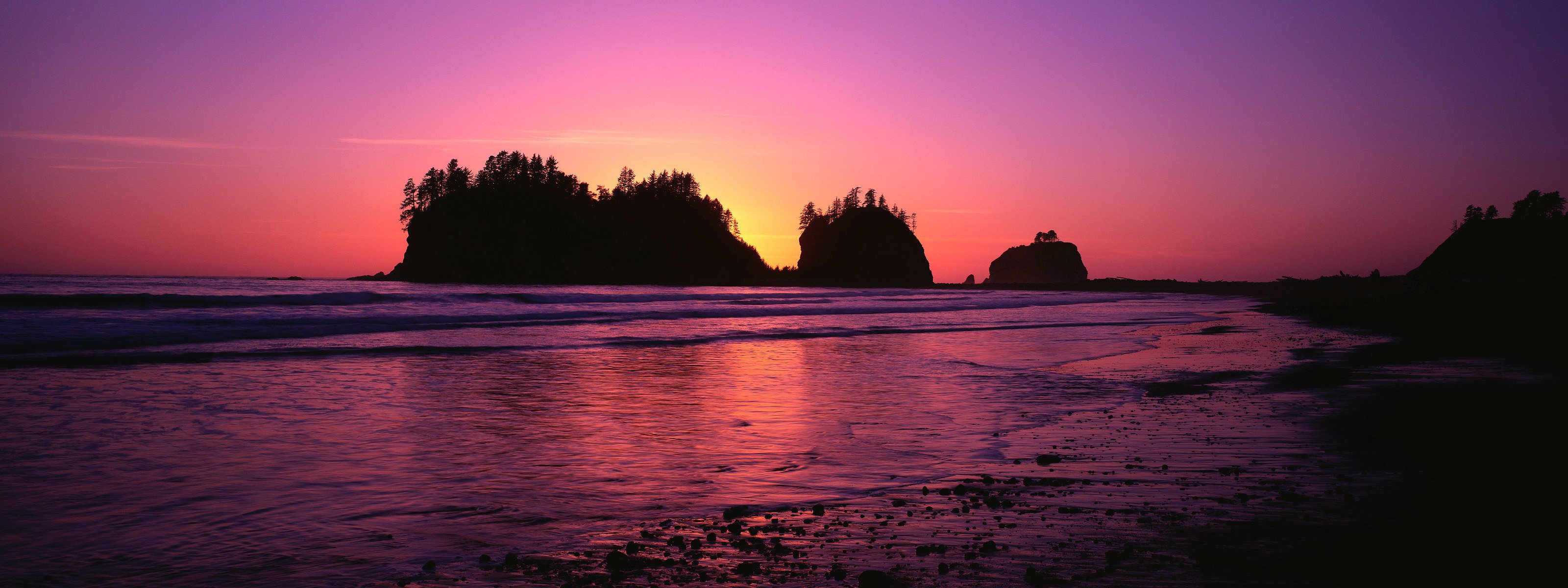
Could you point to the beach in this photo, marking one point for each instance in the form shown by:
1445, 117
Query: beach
579, 438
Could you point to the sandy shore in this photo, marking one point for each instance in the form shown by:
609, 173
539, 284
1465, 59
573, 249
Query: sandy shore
1249, 463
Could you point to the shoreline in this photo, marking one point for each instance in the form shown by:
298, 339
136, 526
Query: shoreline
1225, 476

——————

Directive |
Rewrite the entire listing, replacing every "in the form shown by" with "following the format of" and leaving everything else unchanged. Leave out the pictures.

Reply to the exercise |
Could you point to the beach in this photo, marking one point for each instance following the format of:
1445, 117
Query: beach
579, 438
Could you point to the sandy shore in this photo, marking one point for each instance following the format of:
609, 173
539, 284
1465, 59
573, 249
Query: sandy shore
1249, 463
Could you point to the shoreline in this photo, marking one point for each instance following the format of:
298, 339
136, 526
Query: shoreline
1225, 476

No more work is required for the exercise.